• [Passage]
---

Approach 2: Generate and Profile MEX with Instrumentation
To add profiling instrumentation to the generated MEX, run the codegen
command again with the -gpuprofile
option.
cfg = coder.gpuConfig('mex'); inputImg = imread('foggyInput.png'); codegen -config cfg -args {inputImg} fog_rectification.m -gpuprofile
Code generation successful: View report
Start the GPU profiler by running the gpuprofile
command. Run the generated MEX twice and view the profiling results.
gpuprofile on fog_rectification_mex(inputImg); fog_rectification_mex(inputImg); gpuprofile viewer
### Starting profiling data processing ### Profiling data processing finished ### Showing profiling data
The GPU Performance Analyzer now shows the Functions and Loops events.
Approach 3: Generate and Profile MEX Using gpuPerformanceAnalyzer
Function
You can also generate and profile the MEX by passing a MEX configuration object to the gpuPerformanceAnalyzer
function.
cfg = coder.gpuConfig('mex'); inputImg = imread('foggyInput.png'); gpuPerformanceAnalyzer('fog_rectification.m', {inputImg}, Config=cfg);
### Starting GPU code generation Code generation successful: View report ### GPU code generation finished ### Starting application profiling ### Application profiling finished ### Starting profiling data processing ### Profiling data processing finished ### Showing profiling data
When you profile the MEX using the gpuPerformanceAnalyzer
function, you can also view the generated code and trace the events to the code in the Performance Analyzer report.

---

• [Data extract]
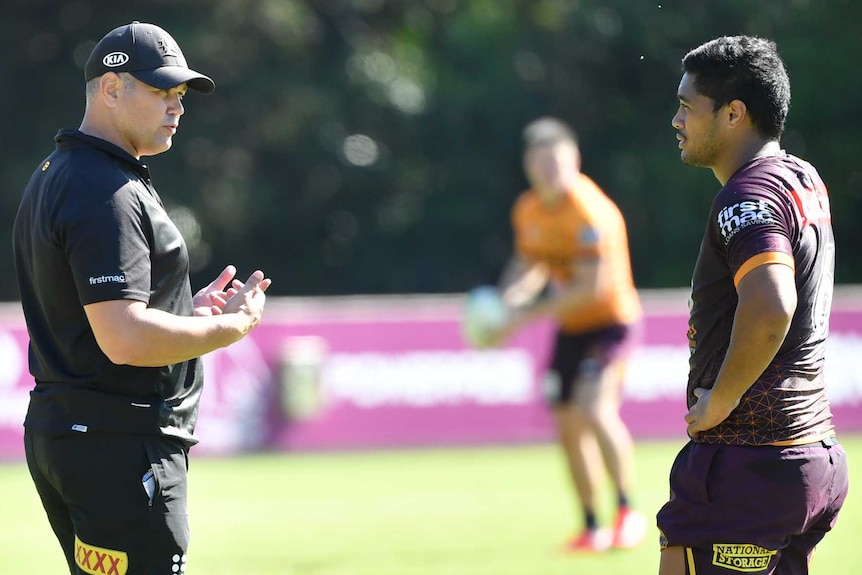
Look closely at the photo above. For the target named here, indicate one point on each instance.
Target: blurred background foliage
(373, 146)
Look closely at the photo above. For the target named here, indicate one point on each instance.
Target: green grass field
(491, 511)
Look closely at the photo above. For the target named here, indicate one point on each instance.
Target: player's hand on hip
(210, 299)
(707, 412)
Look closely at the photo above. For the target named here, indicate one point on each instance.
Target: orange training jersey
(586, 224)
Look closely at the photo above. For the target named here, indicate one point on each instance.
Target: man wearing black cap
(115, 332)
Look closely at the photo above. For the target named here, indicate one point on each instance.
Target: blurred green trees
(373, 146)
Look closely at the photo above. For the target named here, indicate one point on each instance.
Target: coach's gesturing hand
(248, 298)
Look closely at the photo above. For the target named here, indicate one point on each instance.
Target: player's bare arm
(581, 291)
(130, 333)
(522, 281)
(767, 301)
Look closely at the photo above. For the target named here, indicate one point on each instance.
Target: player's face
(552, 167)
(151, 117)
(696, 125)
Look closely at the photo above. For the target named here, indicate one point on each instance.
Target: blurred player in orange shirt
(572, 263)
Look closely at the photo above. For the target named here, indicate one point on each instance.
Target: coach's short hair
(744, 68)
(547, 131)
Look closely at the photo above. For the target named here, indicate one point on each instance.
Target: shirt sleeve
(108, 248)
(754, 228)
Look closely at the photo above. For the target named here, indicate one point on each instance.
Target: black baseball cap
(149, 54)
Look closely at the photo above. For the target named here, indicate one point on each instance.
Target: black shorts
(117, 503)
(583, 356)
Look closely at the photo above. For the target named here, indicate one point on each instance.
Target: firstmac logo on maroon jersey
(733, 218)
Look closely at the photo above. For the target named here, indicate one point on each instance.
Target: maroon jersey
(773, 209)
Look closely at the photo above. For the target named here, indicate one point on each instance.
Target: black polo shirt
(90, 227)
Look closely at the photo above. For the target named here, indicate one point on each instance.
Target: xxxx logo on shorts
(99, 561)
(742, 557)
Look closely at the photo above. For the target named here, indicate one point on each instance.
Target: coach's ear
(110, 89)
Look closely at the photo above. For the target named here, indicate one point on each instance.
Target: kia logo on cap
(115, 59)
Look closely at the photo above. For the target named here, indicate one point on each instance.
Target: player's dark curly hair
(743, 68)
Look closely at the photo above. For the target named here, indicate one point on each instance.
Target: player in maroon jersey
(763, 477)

---

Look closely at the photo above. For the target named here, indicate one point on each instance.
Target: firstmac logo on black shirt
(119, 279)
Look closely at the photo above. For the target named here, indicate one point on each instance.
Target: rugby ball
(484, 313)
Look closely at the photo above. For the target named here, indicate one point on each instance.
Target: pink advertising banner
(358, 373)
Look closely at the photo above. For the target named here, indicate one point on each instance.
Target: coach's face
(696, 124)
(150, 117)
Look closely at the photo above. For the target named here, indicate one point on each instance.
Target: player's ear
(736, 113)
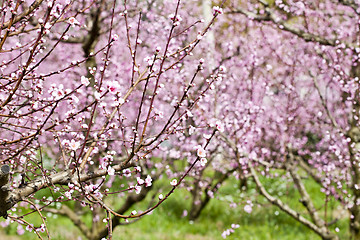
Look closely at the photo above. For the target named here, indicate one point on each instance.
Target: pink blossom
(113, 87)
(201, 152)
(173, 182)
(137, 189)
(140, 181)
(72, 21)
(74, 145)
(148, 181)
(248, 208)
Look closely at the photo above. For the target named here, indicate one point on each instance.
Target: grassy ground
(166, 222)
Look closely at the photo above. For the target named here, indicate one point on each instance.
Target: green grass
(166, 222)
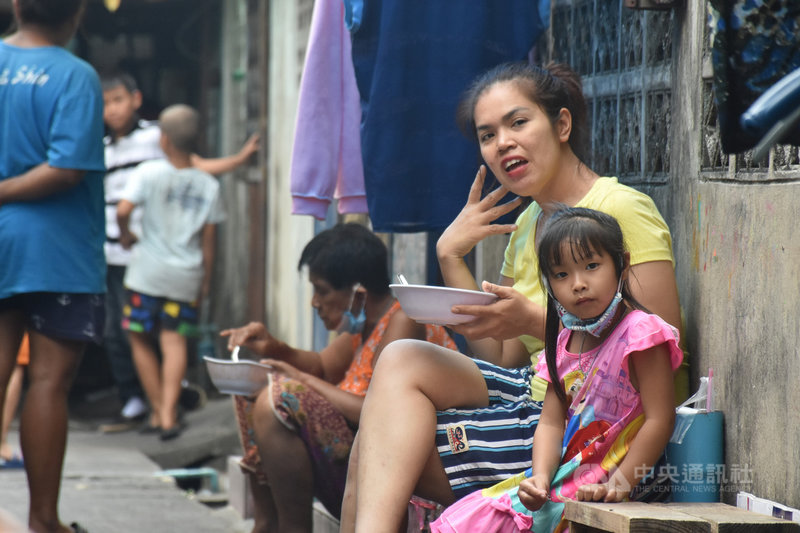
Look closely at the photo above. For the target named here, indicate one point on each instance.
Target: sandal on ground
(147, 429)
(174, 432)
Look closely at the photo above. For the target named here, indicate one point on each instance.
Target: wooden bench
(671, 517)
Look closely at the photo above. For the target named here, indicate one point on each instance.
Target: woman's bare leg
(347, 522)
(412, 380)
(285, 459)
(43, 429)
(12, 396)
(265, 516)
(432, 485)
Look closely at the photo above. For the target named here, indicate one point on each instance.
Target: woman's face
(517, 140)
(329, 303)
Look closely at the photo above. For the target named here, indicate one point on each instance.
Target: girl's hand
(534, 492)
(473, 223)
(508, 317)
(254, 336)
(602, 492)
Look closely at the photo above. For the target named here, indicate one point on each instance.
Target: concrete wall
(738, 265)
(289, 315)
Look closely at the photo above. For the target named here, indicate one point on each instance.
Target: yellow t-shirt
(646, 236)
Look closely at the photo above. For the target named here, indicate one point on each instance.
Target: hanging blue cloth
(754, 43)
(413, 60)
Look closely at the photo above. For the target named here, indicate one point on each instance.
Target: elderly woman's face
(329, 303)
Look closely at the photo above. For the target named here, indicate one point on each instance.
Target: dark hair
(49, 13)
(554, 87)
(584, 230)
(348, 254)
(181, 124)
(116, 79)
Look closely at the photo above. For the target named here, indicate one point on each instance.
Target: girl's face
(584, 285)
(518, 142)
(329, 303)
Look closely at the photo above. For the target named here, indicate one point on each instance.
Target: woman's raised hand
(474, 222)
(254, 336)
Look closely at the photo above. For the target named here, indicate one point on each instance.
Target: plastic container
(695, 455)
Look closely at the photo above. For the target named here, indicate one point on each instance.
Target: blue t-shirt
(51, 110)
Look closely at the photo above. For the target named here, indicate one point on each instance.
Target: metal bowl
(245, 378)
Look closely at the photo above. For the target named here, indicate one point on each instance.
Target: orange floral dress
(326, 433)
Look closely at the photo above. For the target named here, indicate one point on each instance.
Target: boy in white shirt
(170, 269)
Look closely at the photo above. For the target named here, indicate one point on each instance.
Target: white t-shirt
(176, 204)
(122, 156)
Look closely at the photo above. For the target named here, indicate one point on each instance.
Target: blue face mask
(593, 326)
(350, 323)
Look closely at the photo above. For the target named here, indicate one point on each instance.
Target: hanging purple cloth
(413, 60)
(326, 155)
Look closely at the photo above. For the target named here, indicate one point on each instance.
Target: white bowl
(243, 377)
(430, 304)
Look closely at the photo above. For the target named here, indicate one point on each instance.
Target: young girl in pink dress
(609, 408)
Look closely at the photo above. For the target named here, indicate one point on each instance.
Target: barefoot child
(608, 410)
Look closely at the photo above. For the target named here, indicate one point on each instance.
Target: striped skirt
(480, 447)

---

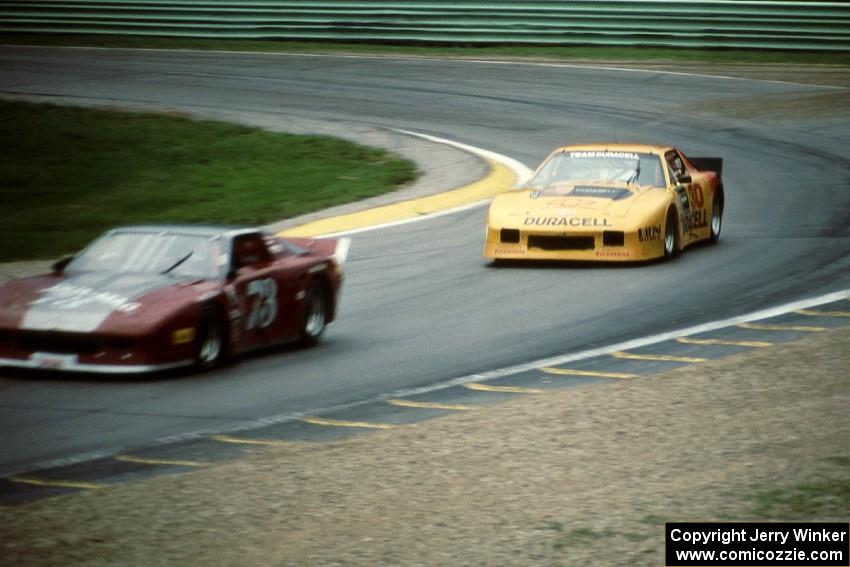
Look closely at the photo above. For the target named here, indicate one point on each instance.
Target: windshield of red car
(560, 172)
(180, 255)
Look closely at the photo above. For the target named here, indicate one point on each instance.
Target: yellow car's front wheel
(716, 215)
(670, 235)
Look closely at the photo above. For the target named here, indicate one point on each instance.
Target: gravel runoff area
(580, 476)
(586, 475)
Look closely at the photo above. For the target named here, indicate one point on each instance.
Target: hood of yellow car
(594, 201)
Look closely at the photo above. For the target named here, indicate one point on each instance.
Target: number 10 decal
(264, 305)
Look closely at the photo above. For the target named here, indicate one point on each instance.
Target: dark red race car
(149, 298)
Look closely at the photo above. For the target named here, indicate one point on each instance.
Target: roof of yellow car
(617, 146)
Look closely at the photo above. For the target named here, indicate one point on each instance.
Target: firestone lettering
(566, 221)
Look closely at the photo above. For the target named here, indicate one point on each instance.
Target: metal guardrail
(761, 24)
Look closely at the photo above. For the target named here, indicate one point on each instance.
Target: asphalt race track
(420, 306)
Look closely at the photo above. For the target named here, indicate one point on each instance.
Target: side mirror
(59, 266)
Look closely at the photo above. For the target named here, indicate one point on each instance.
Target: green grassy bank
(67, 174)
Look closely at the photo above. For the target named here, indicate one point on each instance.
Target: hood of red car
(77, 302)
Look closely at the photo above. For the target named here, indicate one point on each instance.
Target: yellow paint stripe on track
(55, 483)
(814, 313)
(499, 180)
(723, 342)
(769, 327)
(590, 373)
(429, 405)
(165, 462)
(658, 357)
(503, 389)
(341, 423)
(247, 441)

---

• [What is being asked]
Can you copy the GPU profiling passage word for word, starting at "gpuprofile on fog_rectification_mex(inputImg);" and going up to and including "and Loops events."?

• [Complete answer]
gpuprofile on fog_rectification_mex(inputImg); fog_rectification_mex(inputImg); gpuprofile viewer
### Starting profiling data processing ### Profiling data processing finished ### Showing profiling data
The GPU Performance Analyzer now shows the Functions and Loops events.